>> BEGIN RECORDS SUPPLIED
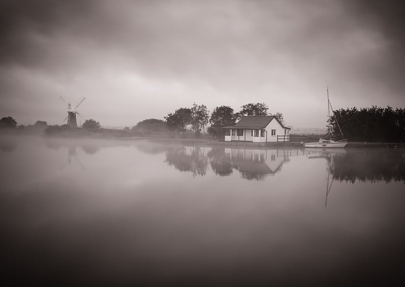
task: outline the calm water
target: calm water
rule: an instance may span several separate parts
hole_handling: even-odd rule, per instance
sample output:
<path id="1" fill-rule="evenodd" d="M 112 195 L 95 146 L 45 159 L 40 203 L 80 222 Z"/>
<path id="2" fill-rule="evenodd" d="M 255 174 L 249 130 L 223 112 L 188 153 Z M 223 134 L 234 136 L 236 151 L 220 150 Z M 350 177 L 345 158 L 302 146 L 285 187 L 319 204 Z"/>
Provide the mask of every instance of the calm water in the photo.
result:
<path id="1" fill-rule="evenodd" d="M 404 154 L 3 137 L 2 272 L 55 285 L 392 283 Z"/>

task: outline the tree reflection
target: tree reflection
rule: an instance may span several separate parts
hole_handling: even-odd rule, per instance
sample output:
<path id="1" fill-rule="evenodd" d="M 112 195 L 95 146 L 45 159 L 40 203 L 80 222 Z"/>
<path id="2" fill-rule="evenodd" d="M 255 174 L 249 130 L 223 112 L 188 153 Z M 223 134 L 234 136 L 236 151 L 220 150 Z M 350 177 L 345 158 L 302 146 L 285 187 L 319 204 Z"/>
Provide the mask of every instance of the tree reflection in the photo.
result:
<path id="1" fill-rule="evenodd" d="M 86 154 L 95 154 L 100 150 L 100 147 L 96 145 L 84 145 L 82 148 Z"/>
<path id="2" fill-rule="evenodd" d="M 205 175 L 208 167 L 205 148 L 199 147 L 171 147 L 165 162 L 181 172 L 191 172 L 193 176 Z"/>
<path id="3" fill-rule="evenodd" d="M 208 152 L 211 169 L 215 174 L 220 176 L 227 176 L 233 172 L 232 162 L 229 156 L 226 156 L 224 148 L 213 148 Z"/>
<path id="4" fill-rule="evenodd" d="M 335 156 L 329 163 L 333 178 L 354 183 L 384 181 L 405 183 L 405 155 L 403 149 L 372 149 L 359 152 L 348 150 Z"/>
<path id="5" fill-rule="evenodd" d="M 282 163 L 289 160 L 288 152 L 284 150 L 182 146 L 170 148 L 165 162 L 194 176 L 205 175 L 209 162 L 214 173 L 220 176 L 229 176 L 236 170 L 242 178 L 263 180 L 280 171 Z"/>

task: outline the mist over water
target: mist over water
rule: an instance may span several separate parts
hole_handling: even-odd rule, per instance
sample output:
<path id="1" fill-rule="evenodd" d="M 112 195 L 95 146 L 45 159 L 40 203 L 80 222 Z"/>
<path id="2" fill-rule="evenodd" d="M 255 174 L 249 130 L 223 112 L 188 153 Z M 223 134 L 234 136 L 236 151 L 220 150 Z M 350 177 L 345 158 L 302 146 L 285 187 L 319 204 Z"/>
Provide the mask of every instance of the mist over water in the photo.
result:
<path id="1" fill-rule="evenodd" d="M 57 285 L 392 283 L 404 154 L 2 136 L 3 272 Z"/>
>> END RECORDS SUPPLIED
>> BEGIN RECORDS SUPPLIED
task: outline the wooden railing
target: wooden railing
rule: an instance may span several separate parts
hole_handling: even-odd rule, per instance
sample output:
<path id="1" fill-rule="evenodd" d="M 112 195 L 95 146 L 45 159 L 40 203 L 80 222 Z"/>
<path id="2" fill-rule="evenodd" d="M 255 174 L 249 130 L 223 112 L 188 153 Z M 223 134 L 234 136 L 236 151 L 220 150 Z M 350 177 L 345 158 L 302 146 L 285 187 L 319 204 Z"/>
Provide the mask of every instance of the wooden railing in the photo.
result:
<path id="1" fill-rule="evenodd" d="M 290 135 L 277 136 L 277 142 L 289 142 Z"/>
>> END RECORDS SUPPLIED
__STATED GOAL__:
Reproduce the lines from the one containing "task: outline the mist over water" through the one containing "57 285 L 392", swapping "mist" for "fog" and leaving everything else unchanged.

__RESULT OF THE EXERCISE__:
task: outline the fog over water
target: fog over water
rule: an instance may span several separate parts
hole_handling: even-odd rule, per instance
sample output:
<path id="1" fill-rule="evenodd" d="M 112 195 L 95 146 L 45 159 L 40 203 L 80 222 Z"/>
<path id="2" fill-rule="evenodd" d="M 255 174 L 249 130 L 223 112 L 188 153 Z M 223 134 L 234 136 L 236 151 L 220 150 Z M 350 177 L 345 158 L 302 146 L 285 187 L 319 204 Z"/>
Provide the mask of every instance of the fog over water in the photo.
result:
<path id="1" fill-rule="evenodd" d="M 57 285 L 392 283 L 404 154 L 2 136 L 3 272 Z"/>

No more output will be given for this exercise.